What the task asks. Update the data below by replacing "rough mask" with "coarse mask" wherever it appears and changing nothing else. Omit the pictures from your answer.

━━ Data in this exercise ━━

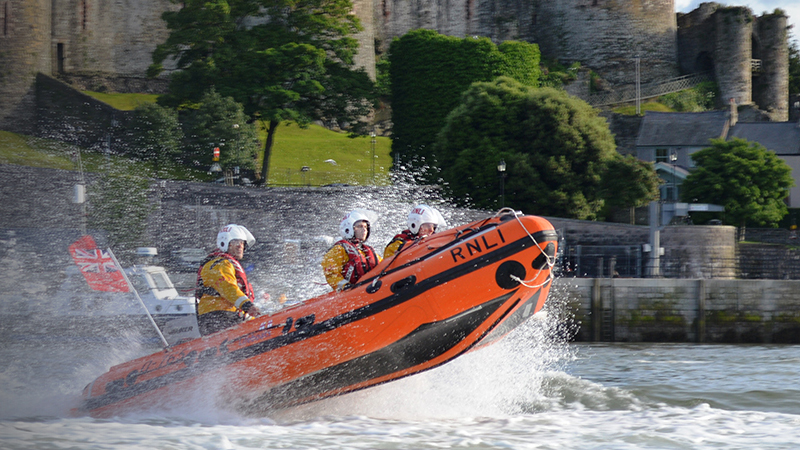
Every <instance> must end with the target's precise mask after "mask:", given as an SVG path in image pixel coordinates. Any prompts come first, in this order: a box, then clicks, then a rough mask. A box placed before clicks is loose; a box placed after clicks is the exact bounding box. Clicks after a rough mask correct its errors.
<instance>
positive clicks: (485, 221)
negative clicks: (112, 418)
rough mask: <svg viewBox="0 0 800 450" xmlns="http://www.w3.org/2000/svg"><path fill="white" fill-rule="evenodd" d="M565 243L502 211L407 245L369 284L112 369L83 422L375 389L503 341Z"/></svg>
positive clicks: (548, 281)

━━━

Answer space.
Every <instance> must end with the target's precise mask after "mask:", given as an SVG path in image pixel coordinates. Any prompts come first, in this order: a box, then clicks, then a coarse mask. A box placed before clicks is loose; a box placed after clicks is the exact bounding box. Clicks after a coarse mask correct its errors.
<instance>
positive clicks: (485, 221)
negative clicks: (112, 418)
coarse mask: <svg viewBox="0 0 800 450" xmlns="http://www.w3.org/2000/svg"><path fill="white" fill-rule="evenodd" d="M565 243L502 211L407 245L369 284L112 369L83 422L375 389L503 341Z"/></svg>
positive clicks: (548, 281)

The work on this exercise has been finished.